Ideology (doctrine, philosophy, body of beliefs or principles belonging to an individual or group.)

Social order (a set of linked social structures, social institutions and social practices which conserve, maintain and enforce ways of relating and behaving, a social contract.)

Idiology =/= Social order

A social order may have a supporting ideology but a social order is simply a reflection of or a theory in regards to social interactions that include economic interactions. A social order is absolute and ideology is the absolute belief in the intrinsic value of that social order. Sometimes the ideology has not real connection to the proposed social order (system), in that regard as you say its like a religious belief, and it can be broken and reshaped, but the theory continue to reflect the same relations. How can I put this, you can change your ideology but you can not change a social order, you can however create a new model/theory for a social order...


Social theorists (such as Karl Marx, Émile Durkheim, Talcott Parsons, and Jürgen Habermas) have proposed different explanations for what a social order consists of, and what its real basis is. For Marx, it is the relations of production or economic structure which is the basis of a social order. For Durkheim, it is a set of shared social norms. For Parsons, it is a set of social institutions regulating pattern of action-orientations, which again are based on a frame of cultural values. For Habermas, it is all of these, as well as communicative action.

From wikipedia's Social order

The "isms" cover a multitude of different theoretical possible systems (at least in concept they are all viable). The ideological discussion is reduced to how to go about implementing them and what is the best social model...


political ideology is a certain ethical set of ideals, principles, doctrines, myths or symbols of a social movement, institution, class, and or large group that explains how society should work, and offers some political and cultural blueprint for a certain social order.

A political ideology largely concerns itself with how to allocate power and to what ends it should be used. Some parties follow a certain ideology very closely, while others may take broad inspiration from a group of related ideologies without specifically embracing any one of them. The popularity of an ideology is in part due to the influence of moral entrepreneurs, who sometimes act in their own interests. Political idd ad political action committee are in a form related

From wikipedia's List of political ideologies

To defend of oppose a social order one needs to understand the social oder theory behind it. For instance my favorite one in anarcho-communism (a subset of communism that should not be confused with communism itself).

* [Given records]
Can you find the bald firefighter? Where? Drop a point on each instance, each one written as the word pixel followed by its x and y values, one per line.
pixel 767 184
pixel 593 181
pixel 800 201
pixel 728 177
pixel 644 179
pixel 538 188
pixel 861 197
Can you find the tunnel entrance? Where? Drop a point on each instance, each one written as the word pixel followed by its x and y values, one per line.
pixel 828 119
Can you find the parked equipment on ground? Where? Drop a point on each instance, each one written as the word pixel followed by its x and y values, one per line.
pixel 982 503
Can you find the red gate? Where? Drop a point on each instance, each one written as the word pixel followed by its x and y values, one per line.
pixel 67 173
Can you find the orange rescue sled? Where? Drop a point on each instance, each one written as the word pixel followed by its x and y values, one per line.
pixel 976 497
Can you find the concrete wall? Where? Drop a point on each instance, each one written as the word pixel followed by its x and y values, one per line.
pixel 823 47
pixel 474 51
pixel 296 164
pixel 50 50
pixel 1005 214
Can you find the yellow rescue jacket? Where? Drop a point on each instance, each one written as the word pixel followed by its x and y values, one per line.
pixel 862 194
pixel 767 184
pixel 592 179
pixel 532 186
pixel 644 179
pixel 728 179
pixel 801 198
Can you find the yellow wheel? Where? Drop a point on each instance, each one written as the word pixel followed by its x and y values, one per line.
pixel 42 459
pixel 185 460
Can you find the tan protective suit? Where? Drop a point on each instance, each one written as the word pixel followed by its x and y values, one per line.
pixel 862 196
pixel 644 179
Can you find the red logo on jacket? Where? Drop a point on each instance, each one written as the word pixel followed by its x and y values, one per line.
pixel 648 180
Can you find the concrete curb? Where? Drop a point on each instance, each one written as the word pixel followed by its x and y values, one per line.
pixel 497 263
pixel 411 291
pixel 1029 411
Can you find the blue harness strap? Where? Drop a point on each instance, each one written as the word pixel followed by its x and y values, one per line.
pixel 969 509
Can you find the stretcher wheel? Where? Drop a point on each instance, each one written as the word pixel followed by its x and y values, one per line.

* [What to do]
[a] Translate this sentence from the passage on ideology and social order into Spanish: "For Marx, it is the relations of production or economic structure which is the basis of a social order."
[b] In the passage on ideology and social order, what does a political ideology largely concern itself with?

* [Answer set]
[a] Para Marx, son las relaciones de producción o la estructura económica lo que constituye la base de un orden social.

[b] How to allocate power and to what ends it should be used.